* CONSIGNE
Prolongez le texte sur l'économie politique de la protection sociale en Afrique en reprenant immédiatement après sa dernière phrase.

Économie politique de la protection sociale en Afrique. Stratégies de survie politique dans le contexte de la plaidoirie transnationale
Tom Lavers (Global Development Institute, Université de Manchester)
Ces vingt dernières années, les acteurs globaux, régionaux et nationaux, ont consenti d’importants efforts pour promouvoir la protection sociale. Dans les pays en développement, où le marché du travail informel prédomine et où l’extrême pauvreté demeure une réelle difficulté, ces efforts se sont concentrés sur les systèmes de transferts sociaux. L’initiative du Socle de protection sociale lancée par les Nations unies en 2009, la Recommandation 202 de l’Organisation internationale du travail sur les socles de protection sociale de 2012, le Cadre de politique sociale de l’Union africaine de 2009 et les Objectifs de développement durable des Nations Unies, en portant l’attention sur les systèmes de sécurité sociale, requièrent des gouvernements qu’ils encouragent et renforcent les mesures en vigueur. Alors que certains États ont agi rapidement, dans d’autres le principe même d’un système de transferts sociaux a été combattu vigoureusement par certaines élites politiques. Le défi est donc de comprendre pourquoi les gouvernements ont répondu de manières différentes, d’identifier les moteurs de l’adoption de ces mesures et de leur développement et leurs conséquences sur l’institutionnalisation de la protection sociale, que nous définissons comme un processus par lequel des États intègrent la sécurité sociale dans leurs stratégies et leurs législations et prennent en charge le financement et la mise en œuvre des programmes afférents.
Cet article s’appuie sur les résultats d’une analyse comparative portant sur huit pays (Lavers et Hickey 2021) : Ethiopie (Lavers 2019a), Ghana (Abdulai 2020), Kenya (Wanyama et McCord 2017), Mozambique (Buur et Salimo 2018), Rwanda (Lavers 2019b), Tanzanie (Jacob et Pedersen 2018), Ouganda (Hickey et Bukenya 2019) et Zambie (Pruce et Hickey 2019). Fondée sur la méthode du process tracing, il examine l’élaboration des politiques sociales sur une période de plusieurs années1.
Nos arguments
Nous postulons que les transferts sociaux sont un des outils employés par les élites dirigeantes pour maintenir leur pouvoir (Migdal, 2001). En effet, on observe que, dans un contexte de ressources publiques limitées et de compétition politique accrue, la volonté des bailleurs de fonds d’aider au financement de programmes de transferts sociaux offre une ressource potentiellement intéressante aux régimes en place. Tandis que les donateurs poursuivent leurs priorités organisationnelles, les élites politiques des États récipiendaires des aides peuvent tirer avantage de cet afflux de ressources, et ainsi se servir de la sphère internationale pour conserver le pouvoir (Bayart, 2000 ; Whitfield, 2009). En dépit de la pression exercée par les donateurs pour développer les systèmes de transferts sociaux, l’opposition idéologique aux « subventions étatiques » reste très répandue en Afrique (comme dans de nombreuses autres régions du monde). Ce n’est que lorsque les donateurs forment des coalitions politiques cohérentes avec les responsables politiques et les bureaucrates des États aidés et lorsque les programmes de transferts sociaux défendus par ces coalitions entrent en adéquation avec les stratégies de survie politique des élites, que l’institutionnalisation a effectivement lieu. En fonction des circonstances, ces stratégies de survie peuvent impliquer la victoire aux élections — dans le cadre desquelles la distribution ostensible d’aides publiques est bien acceptée — ou la réponse à des crises de la distribution, perçues comme des menaces au pouvoir du parti dominant.

* LIGNES DE DONNÉES
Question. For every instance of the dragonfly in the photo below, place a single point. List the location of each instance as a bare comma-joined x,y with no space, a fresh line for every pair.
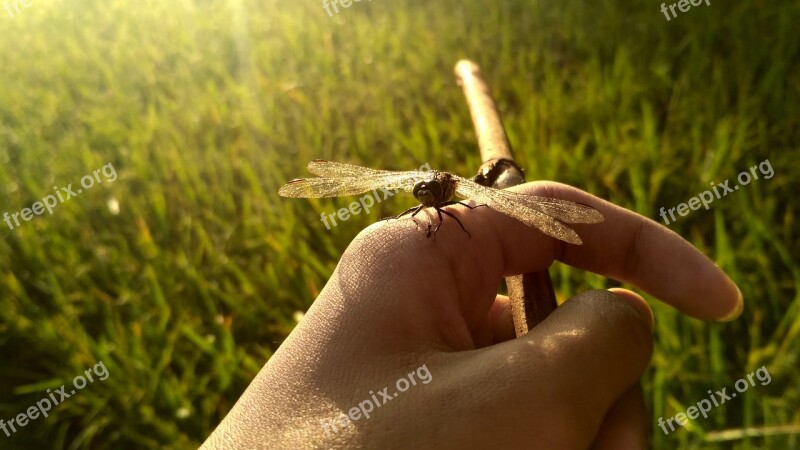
436,189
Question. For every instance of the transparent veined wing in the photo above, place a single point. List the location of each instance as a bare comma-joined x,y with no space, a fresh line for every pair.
332,169
546,214
336,187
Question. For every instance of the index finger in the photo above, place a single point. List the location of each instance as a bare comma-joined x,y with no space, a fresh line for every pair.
632,248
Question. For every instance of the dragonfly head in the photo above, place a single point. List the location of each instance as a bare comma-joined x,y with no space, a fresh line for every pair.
429,193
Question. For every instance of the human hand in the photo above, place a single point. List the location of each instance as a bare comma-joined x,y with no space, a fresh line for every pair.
398,302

* RÉSULTAT
Le rôle des donateurs en matière de protection sociale en Afrique ne fait pas de doute, mais en dépit de ce qu’affirment certains travaux, nous estimons que cette influence ne permet pas à elle seule l’institutionnalisation de la protection sociale. Le cas ougandais montre notamment qu’en l’absence des facteurs politiques nationaux, la pression des bailleurs de fonds pour développer les programmes de transferts sociaux n’a pas suffi à faire aboutir le processus d’institutionnalisation dans le pays. Dans chacun des États étudiés, nous avons pu observer le rôle important des donateurs en ce qu’ils sont capables de former, avec les principaux acteurs politiques nationaux, des coalitions politiques cohérentes, non seulement en offrant un lien avec les sources de financement mais également en formulant des idées politiques qui présentent les transferts sociaux comme une solution plausible aux défis auxquels les dirigeants du pays sont effectivement confrontés. Dans notre série de cas, ceux-ci peuvent être divisés en deux grands groupes : la compétition politique et les crises de la distribution.
Notre échantillon présente trois pays dans lesquels la compétition électorale a été très importante durant ces vingt dernières années (le Ghana, le Kenya et la Zambie) ainsi qu’un autre État où la base électorale d’un parti dominant s’est érodée avec le temps, ce qui a donné lieu à une élection fortement concurrentielle (2015, en Tanzanie). Ces quatre cas présentent de nombreuses similarités. En effet, dans chaque État, les programmes de transferts sociaux ont commencé sous la forme de pilotes conçus et financés par des donateurs qui bénéficiaient d’un soutien limité de la part des régimes en place. Plus tard, en revanche, les gouvernements ont surmonté leurs préoccupations initiales à propos des dangers d’une dépendance aux prestations sociales lorsqu’ils ont compris les bénéfices politiques qu’ils pourraient tirer de la distribution des aides. En somme, l’extension des programmes de transferts sociaux à de nouvelles régions et à de plus larges couches de la population a été étroitement liée au cycle électoral et les responsables politiques ont chaque fois cherché à s’associer publiquement à ces programmes et à tenter de s’en voir attribuer le crédit.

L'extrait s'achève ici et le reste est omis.